##### Source extract
The true saga of a Jewish Czech woman who immigrates to Israel as a teenager in the 1960s, goes through three dysfunctional marriages, and builds a successful career in the United States.

Author Gigi Scott was born to a Jewish family who left Europe during World War II for Israel, only to return to Czechoslovakia in the 1950s. They soon realized they had made a mistake in leaving Israel because Jews were shunned in post-war Europe. Gigi’s parents sent her to Israel as a young teenager in the 1960s. By the time she reached her late teens, she was in an abusive marriage with an Israeli gangster twice her age.

Life in Israel was not easy for Gigi, even though the country was relatively new and supposedly open to Jews of all backgrounds. But as Gigi soon learned, Israel was rife with tension between Jews from Morocco, Iraq, Eastern Europe, Germany and Austria, and the other countries Jews left after World War II.

Several years after Gigi’s gave birth to her daughter Bella, she endured a traumatic custody battle with her ex-husband. With her young daughter and new husband, a British national, Gigi left Israel for the United States. She settled in Miami and opened a day spa that flourished. Gigi also became a leader in the local Chamber of Commerce and often traveled to Czechoslovakia with the Chamber. After she divorced her British husband, she married an American businessman.

While her editor states in the book’s introduction that Gigi’s writing style reflects the way she speaks, it comes off as unpolished. The Israel section is fascinating, as is her trips to Hong Kong and China with her third husband, but the last part of her story drags. Even with these flaws, the book is a gripping story of survival.
##########
Directive 1:
Retype the segmentation records line for line, with no changes.
The records that come next have no connection to the review.
##### Supplied records
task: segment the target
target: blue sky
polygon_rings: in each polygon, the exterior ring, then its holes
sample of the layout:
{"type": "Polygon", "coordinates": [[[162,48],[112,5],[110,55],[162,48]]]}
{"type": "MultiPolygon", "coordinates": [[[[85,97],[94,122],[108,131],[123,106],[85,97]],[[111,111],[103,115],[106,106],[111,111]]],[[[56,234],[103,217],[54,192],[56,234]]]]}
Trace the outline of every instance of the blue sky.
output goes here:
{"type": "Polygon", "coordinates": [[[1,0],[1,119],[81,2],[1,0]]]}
##########
Directive 2:
Rewrite the review from "Life in Israel" up to and including "an American businessman.", putting "Tampa" in place of "Miami".

Exercise answer 1:
task: segment the target
target: blue sky
polygon_rings: in each polygon, the exterior ring, then its holes
sample of the layout:
{"type": "Polygon", "coordinates": [[[162,48],[112,5],[110,55],[162,48]]]}
{"type": "MultiPolygon", "coordinates": [[[[85,97],[94,122],[108,131],[123,106],[85,97]],[[111,111],[103,115],[106,106],[111,111]]],[[[56,234],[103,217],[54,192],[56,234]]]]}
Trace the outline of every instance of the blue sky.
output goes here:
{"type": "Polygon", "coordinates": [[[1,0],[1,119],[81,2],[1,0]]]}

Exercise answer 2:
Life in Israel was not easy for Gigi, even though the country was relatively new and supposedly open to Jews of all backgrounds. But as Gigi soon learned, Israel was rife with tension between Jews from Morocco, Iraq, Eastern Europe, Germany and Austria, and the other countries Jews left after World War II.

Several years after Gigi’s gave birth to her daughter Bella, she endured a traumatic custody battle with her ex-husband. With her young daughter and new husband, a British national, Gigi left Israel for the United States. She settled in Tampa and opened a day spa that flourished. Gigi also became a leader in the local Chamber of Commerce and often traveled to Czechoslovakia with the Chamber. After she divorced her British husband, she married an American businessman.